*Trecho*.
══════════════════════════════
Por Hermes C. Fernandes 

O curso intensivo para desintoxicá-los do preconceito havia chegado ao fim. Foram três anos de lições preciosas. Chegara a hora de pôr em prática tudo que haviam aprendido. 

Mas não sem antes serem devidamente diplomados. Para isso, teriam que ficar em Jerusalém até que recebessem o certificado lá do alto, a saber, o selo do Espírito Santo, que os capacitaria a fazer as mesmas obras de seu mestre, e ainda maiores, conforme Ele mesmo prometera.[1] 

Foram dez dias de espera, reunidos no mesmo lugar, o cenáculo no qual Jesus celebrara a última ceia antes de Sua morte. Aquele mesmo cenáculo para onde um jovem que carregava um cântaro levou os dois discípulos designados por Jesus para preparar-lhe a refeição da páscoa. Os discípulos estranharam que um lugar tão grande fosse escolhido para abrigar apenas treze homens (contando com Jesus). Eles não podiam supor que em sete semanas ele abrigaria um número dez vezes maior e seria cenário do cumprimento da promessa. [2] 

Este episódio me leva a questionar se a igreja atual estaria preparada para acolher tanta gente. Até que ponto não nos tornamos num círculo fechado, numa espécie de clube com número de sócios limitado? 

Cumprindo-se o dia de pentecostes, estavam todos confortavelmente sentados quando, de repente, ouviu-se o som de um vento impetuoso, aquele de que Jesus diz que sopra aonde quer e ninguém sabe de onde vem, nem para onde vai. Todos foram cheios do Espírito Santo e começaram a falar das grandezas de Deus em idiomas que jamais haviam estudado. Pessoas de várias partes do mundo que se reuniam em Jerusalém para festejar pentecostes os ouviram falar em suas próprias línguas, numa espécie de Babel às avessas.
══════════════════════════════
*Dados fornecidos*.

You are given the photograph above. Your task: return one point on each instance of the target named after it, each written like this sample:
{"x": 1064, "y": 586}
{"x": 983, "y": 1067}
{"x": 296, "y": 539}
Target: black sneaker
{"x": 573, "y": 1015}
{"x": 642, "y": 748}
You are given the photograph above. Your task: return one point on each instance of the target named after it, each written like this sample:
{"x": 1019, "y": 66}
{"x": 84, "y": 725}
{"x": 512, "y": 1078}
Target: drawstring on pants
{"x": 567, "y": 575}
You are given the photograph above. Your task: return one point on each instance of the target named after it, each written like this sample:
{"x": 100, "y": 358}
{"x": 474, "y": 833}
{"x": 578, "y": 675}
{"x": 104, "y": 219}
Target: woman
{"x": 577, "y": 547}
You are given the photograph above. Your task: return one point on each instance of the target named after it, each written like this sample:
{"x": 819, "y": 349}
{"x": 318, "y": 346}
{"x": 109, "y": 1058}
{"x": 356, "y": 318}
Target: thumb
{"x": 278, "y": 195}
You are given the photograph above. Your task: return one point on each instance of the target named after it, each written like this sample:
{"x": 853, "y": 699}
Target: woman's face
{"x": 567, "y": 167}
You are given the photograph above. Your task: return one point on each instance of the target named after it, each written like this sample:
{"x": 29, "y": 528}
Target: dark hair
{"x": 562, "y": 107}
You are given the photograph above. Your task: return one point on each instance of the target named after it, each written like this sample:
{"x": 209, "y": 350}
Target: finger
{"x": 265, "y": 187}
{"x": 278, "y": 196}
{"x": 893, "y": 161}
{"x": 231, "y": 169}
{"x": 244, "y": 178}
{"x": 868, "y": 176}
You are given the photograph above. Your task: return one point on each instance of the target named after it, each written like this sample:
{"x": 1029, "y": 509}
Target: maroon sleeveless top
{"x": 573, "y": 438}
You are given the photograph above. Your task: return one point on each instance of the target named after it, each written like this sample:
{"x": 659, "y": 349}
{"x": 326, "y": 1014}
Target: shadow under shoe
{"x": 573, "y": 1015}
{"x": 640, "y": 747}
══════════════════════════════
*Tarefas*.
A – Cite, sem alterar nada, a parte do trecho sobre o Pentecostes que vai de "Cumprindo-se o dia" até "Babel às avessas.", incluindo essas palavras.
B – Escreva o que vem a seguir no trecho sobre o Pentecostes, a partir do ponto em que ele termina.
As entradas não têm relação nenhuma com o trecho.

*Resultados*.
A –
Cumprindo-se o dia de pentecostes, estavam todos confortavelmente sentados quando, de repente, ouviu-se o som de um vento impetuoso, aquele de que Jesus diz que sopra aonde quer e ninguém sabe de onde vem, nem para onde vai. Todos foram cheios do Espírito Santo e começaram a falar das grandezas de Deus em idiomas que jamais haviam estudado. Pessoas de várias partes do mundo que se reuniam em Jerusalém para festejar pentecostes os ouviram falar em suas próprias línguas, numa espécie de Babel às avessas.

B –
Os discípulos estavam, finalmente, formados. Prontos para o desafio que deveria começar ali mesmo em Jerusalém, alcançar em seguida toda a região da Judeia, e antes de alcançar os confins da terra, teriam que fazer um último estágio em Samaria. 

Todavia, a experiência em Jerusalém foi tão boa, que eles acharam que era melhor ficar por ali mesmo. Afinal, em time que está ganhando não se mexe, não é mesmo? Por que, em vez de sair pelo mundo, não ficavam por ali mesmo à espera das quatro festas anuais que atraiam pessoas do mundo inteiro? Em vez de Maomé ir à montanha, nada melhor que esperar que a montanha venha a Maomé. Se a experiência pentecostal se repetisse, aquelas mesmas pessoas se encarregariam de espalhar a boa nova ao retornarem a seu lugar de origem. Parecia uma ótima ideia. Jerusalém se tornara em sua zona de conforto.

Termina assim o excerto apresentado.